From the first entry to the last, repeat them all exactly.

- Opening Delimiter -

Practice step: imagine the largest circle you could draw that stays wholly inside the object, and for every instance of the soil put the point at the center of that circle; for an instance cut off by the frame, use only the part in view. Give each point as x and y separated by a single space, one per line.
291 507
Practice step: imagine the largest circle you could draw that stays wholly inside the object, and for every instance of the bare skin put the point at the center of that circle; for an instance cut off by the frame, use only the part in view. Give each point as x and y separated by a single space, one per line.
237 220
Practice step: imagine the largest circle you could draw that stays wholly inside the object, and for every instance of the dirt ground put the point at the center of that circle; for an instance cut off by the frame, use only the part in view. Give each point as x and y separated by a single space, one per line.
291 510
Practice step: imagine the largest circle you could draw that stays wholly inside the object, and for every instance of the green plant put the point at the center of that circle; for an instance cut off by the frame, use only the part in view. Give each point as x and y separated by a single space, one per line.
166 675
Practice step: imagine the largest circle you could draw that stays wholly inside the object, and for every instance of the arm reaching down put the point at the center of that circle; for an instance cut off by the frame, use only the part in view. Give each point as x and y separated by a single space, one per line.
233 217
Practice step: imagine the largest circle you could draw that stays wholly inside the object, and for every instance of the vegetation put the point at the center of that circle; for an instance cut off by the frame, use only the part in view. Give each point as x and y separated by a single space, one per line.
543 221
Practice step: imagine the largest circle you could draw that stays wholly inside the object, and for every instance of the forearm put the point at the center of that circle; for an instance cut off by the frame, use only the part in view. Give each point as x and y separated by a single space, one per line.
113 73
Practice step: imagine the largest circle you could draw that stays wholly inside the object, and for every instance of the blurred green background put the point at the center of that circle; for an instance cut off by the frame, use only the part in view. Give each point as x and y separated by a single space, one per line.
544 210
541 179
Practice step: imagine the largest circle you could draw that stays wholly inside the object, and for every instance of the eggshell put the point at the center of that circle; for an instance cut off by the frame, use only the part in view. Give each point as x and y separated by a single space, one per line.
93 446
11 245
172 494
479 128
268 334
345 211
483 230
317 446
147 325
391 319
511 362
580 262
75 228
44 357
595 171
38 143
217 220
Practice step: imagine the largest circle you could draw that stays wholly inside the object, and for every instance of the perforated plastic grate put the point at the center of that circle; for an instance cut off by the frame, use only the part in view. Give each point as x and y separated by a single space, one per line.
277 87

- Closing Delimiter -

Solution to the problem ->
Practice step: imagine the largest circle you could draw that stays wholly inside the object, and for every instance of the soil put the point at the center of that circle; for an instance cut off by the frame, use only the part in view. Give each point as x and y separated by a single space, one per line.
291 507
Practice step: imagine the largest circle you could draw that stays wholly inside the object, and for every instance of the bare skin put the point at the center of that circle; for an instance cut off by the frame, use only the part in view. Give each point as x and y separated by a single space, one per line.
237 220
Practice step: imagine the largest circle you could draw that stays wholly inside the object, and for every instance of the dirt ground put the point at the center of that circle; for an instance cut off by the frame, use only the part in view. Give each point as x and y separated by a single space, one per line.
291 510
Practice step: imagine the largest circle you could draw that stays wholly inside the object, and for every instance of the green plant put the point at the center of that circle; for an instance cut off by the frame, use only the part in view. Give each point as x and y separated by a single space, one per line.
166 675
Practice step: imagine the largest circle you could draw that stays wholly inside the object, and for every instance of the arm reaching down put the point at the center of that circle; for an instance cut off by the frame, use only the part in view. Give each point as x and y separated by a single space, one per line.
233 217
Practice step: imagine the largest circle you could draw that stays wholly inside the object, and for every instance of the vegetation put the point at the center of that circle; for an instance cut off by the frame, use only the part in view. Give each point as x and y separated by a single space, one per line.
543 221
Practice step: imagine the largest circle you could draw that stays wholly inside the object, and for every instance of the forearm put the point at the center of that circle; for an instance cut off by the frame, use only the part in view. Give each point as x and y separated by a single space, one per line.
113 73
Practice step: imagine the largest circle you could draw that stays wholly inside the object, and for every instance of the blurred green background put the point at the center of that circle; for an instance cut off by the frame, use only the part in view. Give each point as x and y separated by a single space, one per line.
544 210
541 179
Practice step: imagine the largest circle you could draw that stays wholly inside the object, and for every instance of the eggshell put the point at the center of that circle; for an instance cut off by the frame, use only the part in view. Give each point as x and y separated by a single space, one per line.
93 446
11 245
172 494
479 128
268 334
345 211
483 230
317 446
147 325
391 319
511 362
580 262
75 228
44 357
595 171
38 143
217 220
Practice step: imagine the largest circle you could draw that stays wholly inside the object, and for every instance of the perforated plastic grate put the point at the center of that circle; for an instance cut off by the frame, use only the part in view. Give each point as x and y separated by a single space, one per line.
277 87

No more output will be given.